*** Source data ***

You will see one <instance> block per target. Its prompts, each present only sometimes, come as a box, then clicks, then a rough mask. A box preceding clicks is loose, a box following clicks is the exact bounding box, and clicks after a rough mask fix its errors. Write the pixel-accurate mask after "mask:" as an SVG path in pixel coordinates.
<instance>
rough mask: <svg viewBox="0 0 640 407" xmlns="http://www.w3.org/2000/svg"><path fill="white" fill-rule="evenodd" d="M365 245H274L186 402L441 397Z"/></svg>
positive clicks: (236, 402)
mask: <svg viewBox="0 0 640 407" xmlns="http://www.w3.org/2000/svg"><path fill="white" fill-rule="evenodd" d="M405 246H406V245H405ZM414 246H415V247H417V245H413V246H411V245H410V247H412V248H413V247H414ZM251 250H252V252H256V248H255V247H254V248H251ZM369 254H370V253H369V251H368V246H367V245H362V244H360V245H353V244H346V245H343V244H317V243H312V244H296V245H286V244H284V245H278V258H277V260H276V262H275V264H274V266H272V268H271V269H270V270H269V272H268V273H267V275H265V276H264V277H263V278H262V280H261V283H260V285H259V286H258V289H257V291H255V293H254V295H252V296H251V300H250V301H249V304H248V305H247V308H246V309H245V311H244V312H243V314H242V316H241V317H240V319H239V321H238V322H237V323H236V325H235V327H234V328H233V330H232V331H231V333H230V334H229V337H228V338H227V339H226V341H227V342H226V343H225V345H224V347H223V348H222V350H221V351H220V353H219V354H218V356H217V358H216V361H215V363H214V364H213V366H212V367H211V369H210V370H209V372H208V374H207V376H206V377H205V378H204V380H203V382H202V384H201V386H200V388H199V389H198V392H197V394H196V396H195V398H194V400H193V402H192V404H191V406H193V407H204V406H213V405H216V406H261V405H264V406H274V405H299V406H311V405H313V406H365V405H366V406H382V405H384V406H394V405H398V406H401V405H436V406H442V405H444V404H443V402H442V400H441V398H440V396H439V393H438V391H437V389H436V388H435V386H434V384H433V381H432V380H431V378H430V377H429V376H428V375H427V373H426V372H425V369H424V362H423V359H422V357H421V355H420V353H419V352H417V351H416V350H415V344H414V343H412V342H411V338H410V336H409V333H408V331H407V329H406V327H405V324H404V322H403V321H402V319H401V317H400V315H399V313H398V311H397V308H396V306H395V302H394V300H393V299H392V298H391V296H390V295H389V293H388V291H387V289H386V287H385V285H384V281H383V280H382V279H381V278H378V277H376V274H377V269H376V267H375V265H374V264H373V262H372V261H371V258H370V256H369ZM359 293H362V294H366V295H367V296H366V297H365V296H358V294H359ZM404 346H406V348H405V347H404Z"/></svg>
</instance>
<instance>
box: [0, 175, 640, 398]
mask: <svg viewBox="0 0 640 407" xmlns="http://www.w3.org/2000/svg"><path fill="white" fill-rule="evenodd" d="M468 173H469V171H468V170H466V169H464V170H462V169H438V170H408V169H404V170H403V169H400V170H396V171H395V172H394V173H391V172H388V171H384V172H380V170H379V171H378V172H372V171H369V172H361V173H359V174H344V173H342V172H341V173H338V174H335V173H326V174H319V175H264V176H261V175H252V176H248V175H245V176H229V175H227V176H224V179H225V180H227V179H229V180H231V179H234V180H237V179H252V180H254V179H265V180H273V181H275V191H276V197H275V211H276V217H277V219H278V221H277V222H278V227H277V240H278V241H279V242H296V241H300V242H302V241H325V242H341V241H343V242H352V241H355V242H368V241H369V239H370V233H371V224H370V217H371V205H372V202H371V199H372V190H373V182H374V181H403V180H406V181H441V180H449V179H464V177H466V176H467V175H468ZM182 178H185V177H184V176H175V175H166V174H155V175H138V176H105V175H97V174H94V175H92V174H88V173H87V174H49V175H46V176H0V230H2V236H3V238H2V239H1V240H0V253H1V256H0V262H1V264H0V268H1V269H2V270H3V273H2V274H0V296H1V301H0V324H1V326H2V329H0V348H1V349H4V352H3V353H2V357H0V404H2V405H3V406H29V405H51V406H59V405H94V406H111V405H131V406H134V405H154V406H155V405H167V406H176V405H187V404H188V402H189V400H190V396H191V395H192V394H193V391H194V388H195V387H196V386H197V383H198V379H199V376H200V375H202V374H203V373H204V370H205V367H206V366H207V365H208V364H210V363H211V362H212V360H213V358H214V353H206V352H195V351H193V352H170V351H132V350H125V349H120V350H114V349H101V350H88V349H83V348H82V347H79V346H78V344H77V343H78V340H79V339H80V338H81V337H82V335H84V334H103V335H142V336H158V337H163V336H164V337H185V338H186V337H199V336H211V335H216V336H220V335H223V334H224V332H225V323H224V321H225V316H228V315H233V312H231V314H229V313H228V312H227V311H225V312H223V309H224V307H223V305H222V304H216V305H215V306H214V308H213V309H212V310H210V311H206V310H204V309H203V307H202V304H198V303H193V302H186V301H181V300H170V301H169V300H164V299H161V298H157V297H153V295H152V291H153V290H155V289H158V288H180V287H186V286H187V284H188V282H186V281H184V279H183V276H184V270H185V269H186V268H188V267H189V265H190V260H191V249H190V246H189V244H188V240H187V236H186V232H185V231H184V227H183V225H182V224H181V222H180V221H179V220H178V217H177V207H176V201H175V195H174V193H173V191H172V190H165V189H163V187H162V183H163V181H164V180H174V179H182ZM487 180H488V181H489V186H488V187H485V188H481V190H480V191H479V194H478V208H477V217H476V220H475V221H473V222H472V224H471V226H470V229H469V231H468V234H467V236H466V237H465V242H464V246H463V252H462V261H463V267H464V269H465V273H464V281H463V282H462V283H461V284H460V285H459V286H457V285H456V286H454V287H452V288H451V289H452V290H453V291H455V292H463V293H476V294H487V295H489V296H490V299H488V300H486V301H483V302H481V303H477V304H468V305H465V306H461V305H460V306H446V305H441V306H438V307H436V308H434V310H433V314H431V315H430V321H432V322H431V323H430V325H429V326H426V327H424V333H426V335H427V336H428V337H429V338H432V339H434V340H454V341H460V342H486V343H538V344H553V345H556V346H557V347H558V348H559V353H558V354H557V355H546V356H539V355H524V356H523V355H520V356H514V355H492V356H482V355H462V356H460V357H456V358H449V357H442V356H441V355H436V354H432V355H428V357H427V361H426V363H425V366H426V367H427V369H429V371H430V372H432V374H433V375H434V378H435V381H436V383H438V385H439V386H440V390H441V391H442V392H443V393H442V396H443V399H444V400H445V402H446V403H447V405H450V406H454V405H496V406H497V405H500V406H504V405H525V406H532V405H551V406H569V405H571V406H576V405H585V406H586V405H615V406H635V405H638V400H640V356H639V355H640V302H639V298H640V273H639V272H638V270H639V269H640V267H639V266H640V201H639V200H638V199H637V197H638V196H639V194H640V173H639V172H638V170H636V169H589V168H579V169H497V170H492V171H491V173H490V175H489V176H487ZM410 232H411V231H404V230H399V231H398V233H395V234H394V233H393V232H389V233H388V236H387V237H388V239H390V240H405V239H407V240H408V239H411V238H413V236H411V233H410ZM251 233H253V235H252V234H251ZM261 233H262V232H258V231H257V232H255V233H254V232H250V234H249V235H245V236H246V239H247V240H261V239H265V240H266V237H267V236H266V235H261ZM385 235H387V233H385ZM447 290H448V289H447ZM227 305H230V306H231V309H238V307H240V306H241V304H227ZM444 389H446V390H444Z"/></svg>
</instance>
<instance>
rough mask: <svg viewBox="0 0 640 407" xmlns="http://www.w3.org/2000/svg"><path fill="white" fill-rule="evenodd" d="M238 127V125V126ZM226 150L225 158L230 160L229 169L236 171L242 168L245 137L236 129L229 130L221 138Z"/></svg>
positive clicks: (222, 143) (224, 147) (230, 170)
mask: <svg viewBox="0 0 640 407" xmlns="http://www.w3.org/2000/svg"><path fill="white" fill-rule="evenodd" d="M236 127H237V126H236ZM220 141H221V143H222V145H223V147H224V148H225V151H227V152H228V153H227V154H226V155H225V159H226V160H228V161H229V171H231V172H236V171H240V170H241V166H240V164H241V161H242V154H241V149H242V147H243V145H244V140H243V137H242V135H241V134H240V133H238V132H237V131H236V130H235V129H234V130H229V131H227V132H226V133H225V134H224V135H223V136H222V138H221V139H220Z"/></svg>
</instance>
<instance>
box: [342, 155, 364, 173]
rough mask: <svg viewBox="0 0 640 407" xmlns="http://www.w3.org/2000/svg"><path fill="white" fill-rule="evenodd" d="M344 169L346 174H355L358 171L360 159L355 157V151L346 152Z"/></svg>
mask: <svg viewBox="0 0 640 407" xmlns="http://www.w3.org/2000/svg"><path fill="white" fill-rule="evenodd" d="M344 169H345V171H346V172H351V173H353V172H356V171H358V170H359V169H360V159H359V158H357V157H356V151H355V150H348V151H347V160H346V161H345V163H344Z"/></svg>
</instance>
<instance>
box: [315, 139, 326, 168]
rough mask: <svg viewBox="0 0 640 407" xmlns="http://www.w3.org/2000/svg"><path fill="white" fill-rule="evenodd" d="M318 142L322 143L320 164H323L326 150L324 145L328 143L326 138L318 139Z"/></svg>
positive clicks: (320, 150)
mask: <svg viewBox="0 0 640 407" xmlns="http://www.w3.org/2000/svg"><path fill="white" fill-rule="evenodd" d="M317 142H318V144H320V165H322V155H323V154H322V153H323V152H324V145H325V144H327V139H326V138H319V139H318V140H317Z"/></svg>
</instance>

*** End of Source data ***

Copy exactly, and only, the lines from the one containing "box: [342, 155, 364, 173]" through the last line of the listing.

▶ [Written answer]:
box: [342, 155, 364, 173]
rough mask: <svg viewBox="0 0 640 407" xmlns="http://www.w3.org/2000/svg"><path fill="white" fill-rule="evenodd" d="M344 169L346 174H355L358 171L360 159L355 157V151L346 152Z"/></svg>
mask: <svg viewBox="0 0 640 407" xmlns="http://www.w3.org/2000/svg"><path fill="white" fill-rule="evenodd" d="M344 169H345V171H346V172H351V173H353V172H356V171H358V170H359V169H360V159H359V158H357V157H356V151H355V150H348V151H347V160H346V161H345V163H344Z"/></svg>
</instance>
<instance>
box: [315, 139, 326, 168]
rough mask: <svg viewBox="0 0 640 407" xmlns="http://www.w3.org/2000/svg"><path fill="white" fill-rule="evenodd" d="M318 142L322 143L320 164H323L326 150L324 145L328 143L326 138L318 139Z"/></svg>
positive clicks: (320, 150)
mask: <svg viewBox="0 0 640 407" xmlns="http://www.w3.org/2000/svg"><path fill="white" fill-rule="evenodd" d="M317 142H318V144H320V165H322V155H323V154H322V153H323V152H324V145H325V144H327V139H326V138H319V139H318V140H317Z"/></svg>
</instance>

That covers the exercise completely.